__Text__.
-------

Cryptography: Everything You Never Wanted to Know
Ever since humans first started using written language, they’ve been keeping it secret. Not the writing, itself, obviously, but the messages contained therein. What we call “cryptography” — the practice of keeping messages private in the face of adversaries, often with coded text — has been a fundamental concept since hieroglyphics, some 4,000 years ago.
But it should come as no surprise that in today’s fast-paced world of digital communications and payment systems, cryptography has become even more essential to ensuring data security.
In fact, cryptography is the heartbeat of keeping your and your customers’ data safe, your communications with online payment mechanisms secure, and mission critical secrets for enterprise and government, well, secret. It is essential to the triad of confidentiality, integrity, and availability (CIA), a common model that forms the basis for the development of security systems, and even to saving lives!
Not only is cryptography the super cool science of keeping secrets, but it extends its reach into mathematics, science, technology, politics, and human rights. At Salesforce, it helps us live up to our number one value of Trust. And it’s also one of the biggest buzzwords in tech, right along with cryptocurrency and NFTs.
There are also concerns of existing cryptography standards being broken in the future due to — get ready for some jargon — post-quantum cryptography, where the overhead of cryptanalysis is drastically reduced, meaning it may be possible to break some cryptosystems. We’re still quite a while away from that so don’t get too worried…yet. We’re gonna cover what has been and what is first.
Every Superhero has an Origin Story
Throughout time, cryptography has been used to save lives. Unfortunately in some cases, the opposite has been true, where bad or broken cryptography has led to dramatic, moribund events. For instance:
The Caesar Cipher: A Cipher (a set of rules or a combination of two or more algorithms) named in honor of Julias Caesar who used it to encrypt military and official government messages. Using a transposition of three, the plaintext would be rotated by three letters down the alphabet to produce the fixed output of cipher text. So the words “trust” would have the ciphertex output of “wuxvw”. W is three letters down from T and so on.
The Babington Plot: In the year 1587, Mary, Queen of Scots, was imprisoned and watched under lock and key. Finding it nearly impossible to communicate with the outside world, she was able to create her own cipher consisting of a nomenclature (letters and symbols) and send them to her allies by smuggling parchments with the code through beer barrels. Eventually this was cracked by a method called frequency analysis (identifying the most common ciphertexts and guessing what they would attribute back to) and Mary's plot of treason against Queen Elizabeth was met with a grim fate. If she had rotated her nomenclature more frequently it may have saved her life.

-------

__Raw data__.
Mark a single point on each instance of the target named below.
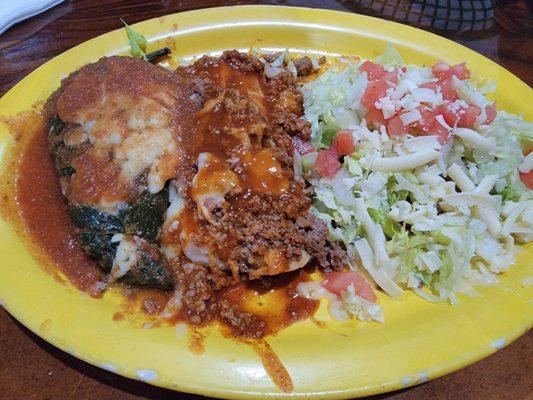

-------

__Task instructions__.
Transcribe the cryptography piece word for word, everything from "In fact, cryptography" down to "to saving lives!". The lines are separate from the cryptography piece and have nothing to do with it.

__Answer to this problem__.
In fact, cryptography is the heartbeat of keeping your and your customers’ data safe, your communications with online payment mechanisms secure, and mission critical secrets for enterprise and government, well, secret. It is essential to the triad of confidentiality, integrity, and availability (CIA), a common model that forms the basis for the development of security systems, and even to saving lives!